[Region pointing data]
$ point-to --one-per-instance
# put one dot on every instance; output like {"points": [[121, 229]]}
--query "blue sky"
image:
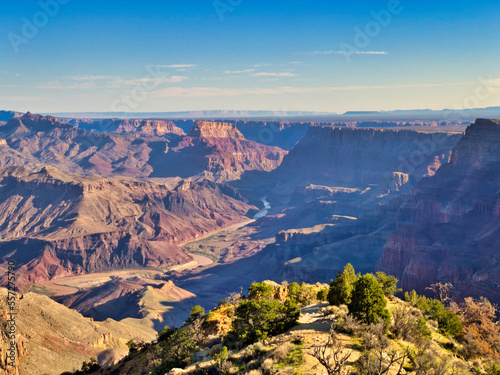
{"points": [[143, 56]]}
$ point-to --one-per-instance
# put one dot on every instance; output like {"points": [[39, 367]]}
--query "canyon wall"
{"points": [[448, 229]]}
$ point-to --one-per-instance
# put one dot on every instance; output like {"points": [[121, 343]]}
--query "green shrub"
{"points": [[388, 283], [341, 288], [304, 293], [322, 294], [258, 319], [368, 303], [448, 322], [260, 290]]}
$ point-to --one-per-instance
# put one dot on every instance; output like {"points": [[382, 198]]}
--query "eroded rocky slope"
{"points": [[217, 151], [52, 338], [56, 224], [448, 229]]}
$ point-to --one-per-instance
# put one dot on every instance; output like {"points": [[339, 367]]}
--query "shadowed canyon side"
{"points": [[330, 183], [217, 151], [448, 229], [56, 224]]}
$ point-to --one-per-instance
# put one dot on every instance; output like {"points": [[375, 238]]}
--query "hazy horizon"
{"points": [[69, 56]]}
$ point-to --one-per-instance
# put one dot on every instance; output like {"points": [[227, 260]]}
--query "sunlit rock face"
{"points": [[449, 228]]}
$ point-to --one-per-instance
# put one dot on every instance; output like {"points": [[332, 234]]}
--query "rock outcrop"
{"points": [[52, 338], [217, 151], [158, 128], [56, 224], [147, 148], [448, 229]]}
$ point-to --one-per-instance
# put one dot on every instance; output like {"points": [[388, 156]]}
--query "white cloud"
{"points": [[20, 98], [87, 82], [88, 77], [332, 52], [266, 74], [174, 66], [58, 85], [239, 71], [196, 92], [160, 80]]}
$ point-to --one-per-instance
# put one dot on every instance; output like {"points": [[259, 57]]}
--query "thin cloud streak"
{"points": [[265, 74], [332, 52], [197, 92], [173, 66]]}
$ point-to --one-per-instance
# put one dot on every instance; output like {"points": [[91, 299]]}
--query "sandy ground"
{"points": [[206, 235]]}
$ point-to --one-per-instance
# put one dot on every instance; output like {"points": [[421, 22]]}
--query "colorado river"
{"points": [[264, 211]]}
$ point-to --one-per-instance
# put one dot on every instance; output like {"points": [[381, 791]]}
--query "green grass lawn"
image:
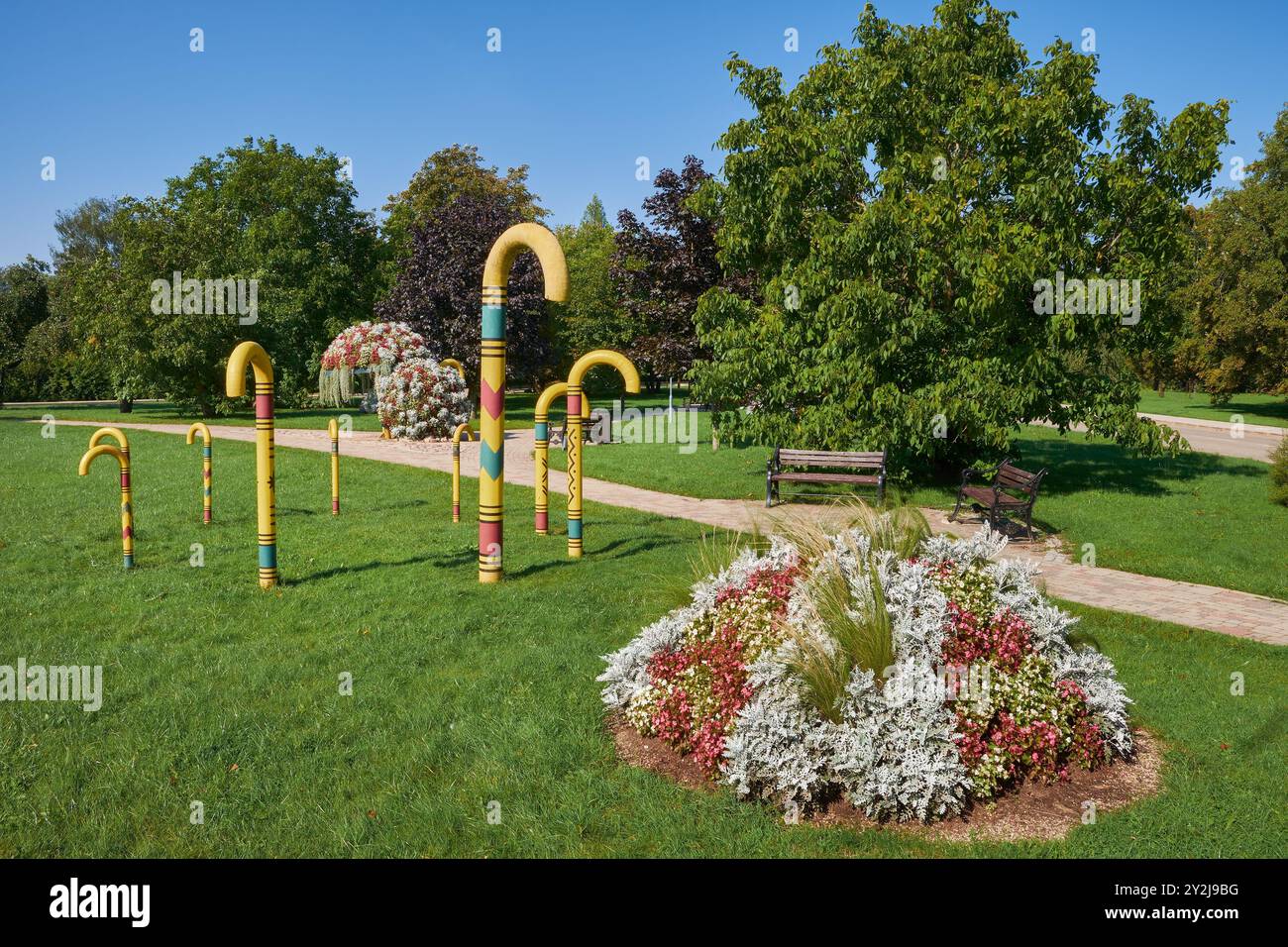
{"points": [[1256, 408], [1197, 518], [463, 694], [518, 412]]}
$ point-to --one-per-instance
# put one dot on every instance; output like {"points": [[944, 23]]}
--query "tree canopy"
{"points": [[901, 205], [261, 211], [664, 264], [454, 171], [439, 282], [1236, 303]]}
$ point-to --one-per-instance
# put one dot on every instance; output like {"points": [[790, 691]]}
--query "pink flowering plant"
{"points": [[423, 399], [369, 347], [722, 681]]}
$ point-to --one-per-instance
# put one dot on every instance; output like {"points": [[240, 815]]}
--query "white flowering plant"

What this task involves. Copy all the records above exactly, but leave out the pictures.

Answer to this task.
$ point-to --one-per-instance
# put one dot on every instance; output like {"points": [[121, 229]]}
--query "blue sky"
image:
{"points": [[143, 56]]}
$ point-to --one-per-instance
# put one dot on every instance; output like {"points": [[39, 367]]}
--query "canyon wall"
{"points": [[448, 229]]}
$ point-to --one-per-instance
# put one dot on every instance; output like {"points": [[121, 343]]}
--query "green shrub"
{"points": [[388, 283], [341, 288], [304, 293], [322, 294], [258, 319], [368, 303], [448, 322], [260, 290]]}
$ point-to --one-per-instance
# put one dot on every instance; output like {"points": [[382, 198]]}
--query "eroded rocky slope"
{"points": [[217, 151], [52, 338], [56, 224], [448, 229]]}
$ point-to --one-per-instance
# put one dot on every instance; output like {"points": [[339, 367]]}
--query "shadowed canyon side"
{"points": [[330, 183], [217, 151], [448, 229], [56, 224]]}
$ point-to --one-per-instance
# put one dot on every instance; output like {"points": [[375, 238]]}
--query "hazy horizon"
{"points": [[69, 56]]}
$ point-to --one-per-instance
# put one dot on every instance; output like {"points": [[227, 260]]}
--query "sunlit rock face"
{"points": [[449, 228]]}
$ point-to --one-per-instance
# put one dot on every instance; output like {"points": [[332, 234]]}
--query "rock outcrop"
{"points": [[52, 338], [217, 151], [158, 128], [56, 224], [147, 148], [448, 229]]}
$ point-to --one-per-instance
# put one dot on every instance; output like {"points": [[388, 156]]}
--query "white cloud"
{"points": [[20, 98], [87, 82], [88, 77], [332, 52], [266, 74], [174, 66], [58, 85], [239, 71], [196, 92], [160, 80]]}
$ point-to --one-per-instance
# put one dot on every instance; output like {"points": [[259, 57]]}
--query "thin cloud streak"
{"points": [[265, 74], [332, 52], [197, 92], [173, 66]]}
$ point-to --one-per-instance
# put one dot on every instance; output like {"points": [[91, 299]]}
--query "sandy ground"
{"points": [[206, 235]]}
$ point-to --one-per-instance
# put one dot on every instance; output like {"points": [[421, 22]]}
--query "colorado river"
{"points": [[264, 211]]}
$ point-to --one-per-instance
# put one dot on every instance; output like {"points": [[381, 791]]}
--query "green grass lawn"
image:
{"points": [[1256, 408], [1197, 518], [463, 694], [518, 412]]}
$ point-to --one-per-instance
# put one dot on every instance; output like {"points": [[944, 23]]}
--query "tree canopy"
{"points": [[901, 205], [261, 211], [664, 264], [454, 171], [439, 282], [1236, 303]]}
$ point-to --one-per-instance
# put one dot on every instance; output like {"points": [[790, 691]]}
--query "pink flowering plant"
{"points": [[423, 399], [369, 347], [722, 681]]}
$ point-to --one-per-instance
# put one dot on every instance; output like {"points": [[240, 815]]}
--query "white flowering plant"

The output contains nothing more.